DETAILED DESCRIPTION OF THE INVENTION
[0031] A fuel cell stack design can be assembled by combining
specialty media layers with the Membrane Electrode Assembly (MEA)
materials to produce a thin, low-cost fuel cell suitable for
portable applications. The media layers provide the following
functions in the fuel cell:
[0032] Fuel delivery means
[0033] Gas-liquid separation at the anode site
[0034] Water management and oxygen delivery at the cathode
site.
[0035] Combining all three components (fuel delivery, gas-liquid
separator (GLS), and liquid management) with a membrane electrode
assembly (MEA) containing anode and cathode catalysts on either
side results in an operational fuel cell stack. FIG. 1 shows an
embodiment of the fuel cell design that gives additional detail on
each layer of the stack components.
[0036] In FIG. 1, fuel is stored in the absorbent layer 5 of the
fuel delivery material and is transferred by the wicking layer 4 of
the fuel delivery material to the anode side of the MEA 6. The
absorbent layer 5 and the wicking layer 4 comprise the fuel
delivery means 13 of the fuel cell. As a result of the fuel cell
reaction, carbon dioxide gas 7 is produced at the anode. Fuel vapor
9 is also produced at the anode as the reaction proceeds and the
temperature of the fuel cell increases. The fuel vapor and carbon
dioxide gases pass into the gas-liquid separator (GLS) portion of
the fuel cell.
○ ○ ○
**What is asked**
(1) Can you reproduce the fuel cell description word for word, starting at "materials to produce" and stopping after "the stack components."?
(2) Could you write the next part of the fuel cell description, picking up after its final sentence?
The lines that come after the fuel cell description have no connection to it.
○ ○ ○
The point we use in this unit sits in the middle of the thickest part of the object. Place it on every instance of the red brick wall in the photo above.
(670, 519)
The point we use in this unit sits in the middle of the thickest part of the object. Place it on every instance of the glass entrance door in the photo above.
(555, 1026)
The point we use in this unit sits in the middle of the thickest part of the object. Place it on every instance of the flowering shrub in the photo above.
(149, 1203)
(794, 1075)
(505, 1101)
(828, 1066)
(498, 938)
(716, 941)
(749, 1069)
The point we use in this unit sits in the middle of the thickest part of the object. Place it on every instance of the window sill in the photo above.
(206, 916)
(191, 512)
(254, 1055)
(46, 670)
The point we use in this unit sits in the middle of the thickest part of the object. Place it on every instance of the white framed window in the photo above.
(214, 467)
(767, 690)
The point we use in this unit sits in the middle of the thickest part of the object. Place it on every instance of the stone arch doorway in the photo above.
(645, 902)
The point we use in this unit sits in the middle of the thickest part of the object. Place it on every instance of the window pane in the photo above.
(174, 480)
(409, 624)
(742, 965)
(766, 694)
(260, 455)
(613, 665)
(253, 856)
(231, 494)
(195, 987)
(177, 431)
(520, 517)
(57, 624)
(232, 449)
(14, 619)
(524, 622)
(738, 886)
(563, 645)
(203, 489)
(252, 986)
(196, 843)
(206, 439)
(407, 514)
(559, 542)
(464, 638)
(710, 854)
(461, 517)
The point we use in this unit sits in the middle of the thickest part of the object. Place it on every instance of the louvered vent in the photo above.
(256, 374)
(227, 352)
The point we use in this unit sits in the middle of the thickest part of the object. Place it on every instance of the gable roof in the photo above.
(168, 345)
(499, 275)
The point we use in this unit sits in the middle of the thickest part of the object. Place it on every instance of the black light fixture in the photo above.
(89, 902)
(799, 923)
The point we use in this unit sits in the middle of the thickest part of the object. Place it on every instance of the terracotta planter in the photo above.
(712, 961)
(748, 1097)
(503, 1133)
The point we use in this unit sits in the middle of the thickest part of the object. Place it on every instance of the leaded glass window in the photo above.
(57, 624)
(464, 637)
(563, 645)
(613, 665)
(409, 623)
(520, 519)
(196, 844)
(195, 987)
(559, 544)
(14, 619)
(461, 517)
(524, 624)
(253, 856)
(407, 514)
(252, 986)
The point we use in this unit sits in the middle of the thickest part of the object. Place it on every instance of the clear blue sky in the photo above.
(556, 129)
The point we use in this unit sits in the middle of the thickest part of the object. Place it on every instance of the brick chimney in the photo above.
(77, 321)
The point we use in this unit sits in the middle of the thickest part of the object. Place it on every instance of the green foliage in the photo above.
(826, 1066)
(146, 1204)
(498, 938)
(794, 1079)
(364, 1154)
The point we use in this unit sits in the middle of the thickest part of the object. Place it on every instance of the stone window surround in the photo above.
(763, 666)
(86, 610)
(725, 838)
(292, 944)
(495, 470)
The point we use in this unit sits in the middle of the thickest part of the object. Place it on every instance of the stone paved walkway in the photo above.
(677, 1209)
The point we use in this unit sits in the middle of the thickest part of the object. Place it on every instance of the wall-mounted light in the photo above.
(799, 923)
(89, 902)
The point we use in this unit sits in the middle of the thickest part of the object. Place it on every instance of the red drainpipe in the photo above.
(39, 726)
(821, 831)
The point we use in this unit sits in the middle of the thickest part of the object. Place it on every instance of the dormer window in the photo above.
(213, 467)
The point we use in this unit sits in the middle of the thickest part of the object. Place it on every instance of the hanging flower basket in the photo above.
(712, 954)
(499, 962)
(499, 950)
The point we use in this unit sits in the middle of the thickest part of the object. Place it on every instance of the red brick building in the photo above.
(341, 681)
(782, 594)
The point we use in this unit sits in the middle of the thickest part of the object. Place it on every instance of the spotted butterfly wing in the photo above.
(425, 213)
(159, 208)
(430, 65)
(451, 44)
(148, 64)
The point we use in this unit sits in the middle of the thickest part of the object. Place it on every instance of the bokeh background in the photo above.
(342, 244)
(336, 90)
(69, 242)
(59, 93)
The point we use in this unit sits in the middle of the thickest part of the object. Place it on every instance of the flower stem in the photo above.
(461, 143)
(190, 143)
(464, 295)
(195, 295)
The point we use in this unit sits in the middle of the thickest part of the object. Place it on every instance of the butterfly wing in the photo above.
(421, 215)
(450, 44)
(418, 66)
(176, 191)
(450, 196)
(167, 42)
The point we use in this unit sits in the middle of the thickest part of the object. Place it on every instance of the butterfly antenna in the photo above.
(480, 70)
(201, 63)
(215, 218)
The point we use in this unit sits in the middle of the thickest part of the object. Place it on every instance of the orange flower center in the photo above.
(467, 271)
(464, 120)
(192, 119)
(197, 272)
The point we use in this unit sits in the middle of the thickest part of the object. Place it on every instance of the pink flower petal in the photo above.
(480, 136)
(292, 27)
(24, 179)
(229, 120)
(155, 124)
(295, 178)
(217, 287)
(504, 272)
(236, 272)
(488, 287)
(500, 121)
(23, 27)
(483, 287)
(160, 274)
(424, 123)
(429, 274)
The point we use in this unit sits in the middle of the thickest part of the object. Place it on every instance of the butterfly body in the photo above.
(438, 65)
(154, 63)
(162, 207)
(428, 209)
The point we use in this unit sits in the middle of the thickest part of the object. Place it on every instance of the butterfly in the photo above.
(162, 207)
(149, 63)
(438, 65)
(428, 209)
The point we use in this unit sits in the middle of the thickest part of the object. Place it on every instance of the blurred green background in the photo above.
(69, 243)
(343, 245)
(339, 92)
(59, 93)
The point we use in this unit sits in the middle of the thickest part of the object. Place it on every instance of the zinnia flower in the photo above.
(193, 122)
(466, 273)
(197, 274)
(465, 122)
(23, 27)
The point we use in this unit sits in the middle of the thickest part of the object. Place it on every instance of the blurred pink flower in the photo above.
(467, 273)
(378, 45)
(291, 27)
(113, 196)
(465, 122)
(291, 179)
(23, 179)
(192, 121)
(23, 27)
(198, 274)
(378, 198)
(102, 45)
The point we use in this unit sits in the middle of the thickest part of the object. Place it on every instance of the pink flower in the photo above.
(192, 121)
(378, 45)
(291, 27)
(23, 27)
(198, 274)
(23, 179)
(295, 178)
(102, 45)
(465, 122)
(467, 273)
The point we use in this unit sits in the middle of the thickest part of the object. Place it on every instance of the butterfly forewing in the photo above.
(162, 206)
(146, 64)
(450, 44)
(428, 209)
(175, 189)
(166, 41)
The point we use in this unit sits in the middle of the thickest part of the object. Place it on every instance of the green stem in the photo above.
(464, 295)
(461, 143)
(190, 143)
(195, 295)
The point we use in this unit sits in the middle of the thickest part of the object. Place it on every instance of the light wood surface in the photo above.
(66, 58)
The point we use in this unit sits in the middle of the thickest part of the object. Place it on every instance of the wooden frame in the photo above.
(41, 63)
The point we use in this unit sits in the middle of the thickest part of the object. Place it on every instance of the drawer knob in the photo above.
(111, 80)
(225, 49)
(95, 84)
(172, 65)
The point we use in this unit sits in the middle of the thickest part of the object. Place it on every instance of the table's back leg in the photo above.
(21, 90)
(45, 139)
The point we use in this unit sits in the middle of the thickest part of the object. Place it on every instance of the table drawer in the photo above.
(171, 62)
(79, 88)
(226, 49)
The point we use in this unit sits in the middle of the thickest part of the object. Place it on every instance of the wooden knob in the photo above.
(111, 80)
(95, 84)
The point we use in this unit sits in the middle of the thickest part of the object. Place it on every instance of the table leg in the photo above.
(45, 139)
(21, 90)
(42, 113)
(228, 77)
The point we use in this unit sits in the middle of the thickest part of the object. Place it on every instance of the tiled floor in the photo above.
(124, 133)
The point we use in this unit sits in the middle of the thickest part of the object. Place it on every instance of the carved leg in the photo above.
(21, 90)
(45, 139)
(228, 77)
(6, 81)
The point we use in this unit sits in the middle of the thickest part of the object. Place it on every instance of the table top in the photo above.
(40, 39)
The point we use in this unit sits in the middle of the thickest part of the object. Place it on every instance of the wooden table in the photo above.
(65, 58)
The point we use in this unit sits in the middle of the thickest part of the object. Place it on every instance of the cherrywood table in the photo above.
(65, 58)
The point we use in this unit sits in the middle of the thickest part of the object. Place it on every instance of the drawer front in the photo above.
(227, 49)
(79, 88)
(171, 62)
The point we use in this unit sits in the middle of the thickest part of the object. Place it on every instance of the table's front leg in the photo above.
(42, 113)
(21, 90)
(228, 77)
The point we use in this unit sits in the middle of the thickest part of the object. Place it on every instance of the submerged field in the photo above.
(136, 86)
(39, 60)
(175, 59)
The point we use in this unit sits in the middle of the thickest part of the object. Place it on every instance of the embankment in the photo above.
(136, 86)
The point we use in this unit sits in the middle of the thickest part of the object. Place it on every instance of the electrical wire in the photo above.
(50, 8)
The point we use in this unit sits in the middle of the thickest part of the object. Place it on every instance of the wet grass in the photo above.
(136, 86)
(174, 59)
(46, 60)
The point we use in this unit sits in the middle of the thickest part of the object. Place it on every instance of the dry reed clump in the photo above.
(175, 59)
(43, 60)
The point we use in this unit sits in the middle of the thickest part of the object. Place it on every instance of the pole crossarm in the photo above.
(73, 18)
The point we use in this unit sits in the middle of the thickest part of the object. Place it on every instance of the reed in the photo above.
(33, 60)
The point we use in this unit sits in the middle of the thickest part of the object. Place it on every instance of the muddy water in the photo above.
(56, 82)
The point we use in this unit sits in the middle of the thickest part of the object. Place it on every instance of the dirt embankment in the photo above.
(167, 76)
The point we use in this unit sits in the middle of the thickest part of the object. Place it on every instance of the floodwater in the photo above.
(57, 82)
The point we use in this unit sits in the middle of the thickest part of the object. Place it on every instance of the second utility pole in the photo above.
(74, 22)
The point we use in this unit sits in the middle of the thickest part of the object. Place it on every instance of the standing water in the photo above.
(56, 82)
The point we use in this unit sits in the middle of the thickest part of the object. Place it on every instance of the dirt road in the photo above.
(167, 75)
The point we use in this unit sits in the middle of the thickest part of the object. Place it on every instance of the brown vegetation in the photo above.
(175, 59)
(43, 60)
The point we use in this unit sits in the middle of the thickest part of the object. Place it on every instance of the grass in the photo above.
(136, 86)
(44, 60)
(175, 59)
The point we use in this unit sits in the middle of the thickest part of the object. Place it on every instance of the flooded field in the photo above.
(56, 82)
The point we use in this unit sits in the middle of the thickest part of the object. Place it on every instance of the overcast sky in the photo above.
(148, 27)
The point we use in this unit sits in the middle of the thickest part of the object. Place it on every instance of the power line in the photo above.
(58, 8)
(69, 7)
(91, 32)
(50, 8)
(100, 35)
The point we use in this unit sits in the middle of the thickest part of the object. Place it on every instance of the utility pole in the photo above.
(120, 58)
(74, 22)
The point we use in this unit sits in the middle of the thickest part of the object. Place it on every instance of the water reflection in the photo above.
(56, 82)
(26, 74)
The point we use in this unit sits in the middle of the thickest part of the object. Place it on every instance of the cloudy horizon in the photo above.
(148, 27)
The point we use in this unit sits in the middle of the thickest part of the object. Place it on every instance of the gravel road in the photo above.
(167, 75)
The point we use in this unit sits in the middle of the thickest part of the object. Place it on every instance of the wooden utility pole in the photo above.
○ ○ ○
**The replies**
(1)
materials to produce a thin, low-cost fuel cell suitable for
portable applications. The media layers provide the following
functions in the fuel cell:
[0032] Fuel delivery means
[0033] Gas-liquid separation at the anode site
[0034] Water management and oxygen delivery at the cathode
site.
[0035] Combining all three components (fuel delivery, gas-liquid
separator (GLS), and liquid management) with a membrane electrode
assembly (MEA) containing anode and cathode catalysts on either
side results in an operational fuel cell stack. FIG. 1 shows an
embodiment of the fuel cell design that gives additional detail on
each layer of the stack components.

(2)
[0037] The gas-liquid separator means 14 comprises a microporous
membrane 3, a wicking material 2 in contact with the microporous
membrane and an absorbent material 1 in contact with the wicking
material 2. Because the temperature, pressure, and relative
humidity on the downstream side of the GLS are lower than the
conditions inside the fuel cell stack, vapor 9 will condense on the
downstream side. To prevent the condensed vapor from plugging the
membrane 3, wicking material 2 absorbs condensation and transfers
it to the absorbent material 1. This allows the carbon dioxide gas
10 to vent out of the fuel cell stack through the vent openings 8
while recovering the condensed fuel.
[0038] The liquid management means 15 is located at the cathode
side of the fuel cell. At the cathode, water produced by the fuel
cell reaction is absorbed by the wicking material 12 and
transferred to the absorbent material 11. The wicking and absorbent
layers work together to remove water from the cathode surface while
allowing sufficient air to reach the cathode and provide fuel for
the fuel cell to continue to operate. This portion of the design
prevents the fuel cell from suffering the problem of cathode
flooding.
[0039] The location of the absorbents (1, 5, and 11), vents (8),
and wicking materials (3, 4, and 12) can be changed with the design
of the fuel cell. In some cases it may be desired to wick most of
the liquid back to be recycled and the absorbent layer is only
intended to absorb a "surge" of liquid that would otherwise
overwhelm the fuel cell. The absorbent layers can also be located
outside the stack to minimize thickness, as long as they remain in
fluid contact with the wicking materials.
[0040] Further details on the performance of the fuel delivery,
gas-liquid separators, and cathode liquid management sections are
described later in this application.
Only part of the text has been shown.